--- start Task material ---

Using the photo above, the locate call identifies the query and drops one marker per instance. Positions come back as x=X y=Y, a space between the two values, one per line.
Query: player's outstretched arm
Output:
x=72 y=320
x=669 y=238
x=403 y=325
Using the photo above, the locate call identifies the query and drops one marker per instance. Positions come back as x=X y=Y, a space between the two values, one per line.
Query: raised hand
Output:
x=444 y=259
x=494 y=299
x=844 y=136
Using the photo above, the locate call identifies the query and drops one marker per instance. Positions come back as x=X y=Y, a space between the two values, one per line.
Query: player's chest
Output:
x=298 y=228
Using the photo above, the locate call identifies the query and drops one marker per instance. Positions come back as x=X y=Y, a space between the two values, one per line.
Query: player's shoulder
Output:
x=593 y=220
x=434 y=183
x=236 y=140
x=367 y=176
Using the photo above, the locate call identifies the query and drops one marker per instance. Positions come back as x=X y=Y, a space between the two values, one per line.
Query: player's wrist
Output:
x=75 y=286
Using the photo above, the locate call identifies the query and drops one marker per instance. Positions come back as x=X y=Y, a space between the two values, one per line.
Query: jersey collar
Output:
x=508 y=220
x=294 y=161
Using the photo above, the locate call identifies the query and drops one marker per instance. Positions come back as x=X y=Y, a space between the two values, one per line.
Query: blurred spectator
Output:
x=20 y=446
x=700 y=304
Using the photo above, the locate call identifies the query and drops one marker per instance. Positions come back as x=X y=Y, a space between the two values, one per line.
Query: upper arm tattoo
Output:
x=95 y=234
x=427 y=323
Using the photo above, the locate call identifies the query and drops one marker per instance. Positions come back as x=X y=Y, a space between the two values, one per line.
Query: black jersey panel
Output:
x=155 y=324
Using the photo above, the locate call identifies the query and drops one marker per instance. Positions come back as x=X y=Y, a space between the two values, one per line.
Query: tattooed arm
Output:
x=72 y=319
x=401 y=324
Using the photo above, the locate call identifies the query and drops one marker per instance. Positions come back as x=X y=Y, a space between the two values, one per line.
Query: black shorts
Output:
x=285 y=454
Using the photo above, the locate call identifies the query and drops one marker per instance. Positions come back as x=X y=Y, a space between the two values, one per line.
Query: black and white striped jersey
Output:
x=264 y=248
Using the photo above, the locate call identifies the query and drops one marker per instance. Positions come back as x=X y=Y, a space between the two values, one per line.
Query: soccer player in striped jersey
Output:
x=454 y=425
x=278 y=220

--- end Task material ---

> **The task**
Exactly as written above, please repeat the entries.

> **Answer to the problem**
Using the photo above, the locate call identifies the query and drops one marker per instance. Positions come back as x=X y=Y, a space between the two values, one per line.
Query: player's outstretched arm
Output:
x=72 y=320
x=669 y=238
x=403 y=325
Using the photo above, the locate call identifies the query and drops one marker per instance. Positions come back as x=X y=Y, a space between the two values, one per line.
Query: raised hand
Output:
x=444 y=259
x=494 y=299
x=844 y=136
Using the photo above, the locate call identifies the query and drops one marker per instance. Positions come back as x=X y=Y, a space between the two values, one per line.
Query: player's chest
Output:
x=298 y=228
Using the photo above, the locate call identifies the query and drops one marker per instance. Positions come back as x=X y=Y, a space between the two values, one per line.
Query: player's shoulder
Output:
x=593 y=220
x=434 y=183
x=236 y=140
x=367 y=176
Using the photo above, the locate call identifies the query and drops one marker per instance. Positions come back as x=X y=Y, a space between the two values, one per line.
Query: player's wrist
Output:
x=75 y=286
Using the photo above, the locate call identifies the query and drops one marker per instance. Positions come back as x=X y=Y, a space between the two values, one per line.
Query: jersey collar
Output:
x=508 y=220
x=294 y=161
Using the photo above, the locate call identifies the query and drops one marker per instance. Positions come back as x=X y=Y, a space between the two values, one per line.
Query: blurred spectator
Output:
x=20 y=446
x=700 y=304
Using the photo above, the locate call identifies the query and drops one marker per instance. Positions come back as x=X y=Y, a space between the two values, one per line.
Query: upper arm tattoo
Output:
x=95 y=234
x=427 y=323
Using the photo above, the locate call identifies the query and drops one marker per instance. Positions come back as x=X y=Y, a space between the two values, one per line.
Query: black jersey panel
Output:
x=155 y=324
Using the photo above, the locate call identifies the query and drops one marker per instance. Positions come back as x=X y=Y, a space between the two values, one per line.
Query: tattooed arm
Output:
x=72 y=319
x=401 y=324
Using the photo above, the locate call identifies the query and drops one marker per instance. Positions come back as x=X y=Y, a space between the two values, one per line.
Query: black shorts
Output:
x=285 y=454
Using the photo above, the locate call identifies the query and drops one marker per instance. Positions come back as x=X y=Y, a space between the two values, one per line.
Query: black and white striped jersey
Output:
x=264 y=248
Using the photo above, the locate call identifies the query and drops one marker per instance. Positions come back as x=X y=Y, a space between the two values, one per line.
Query: soccer player in striped jersey
Output:
x=454 y=425
x=278 y=220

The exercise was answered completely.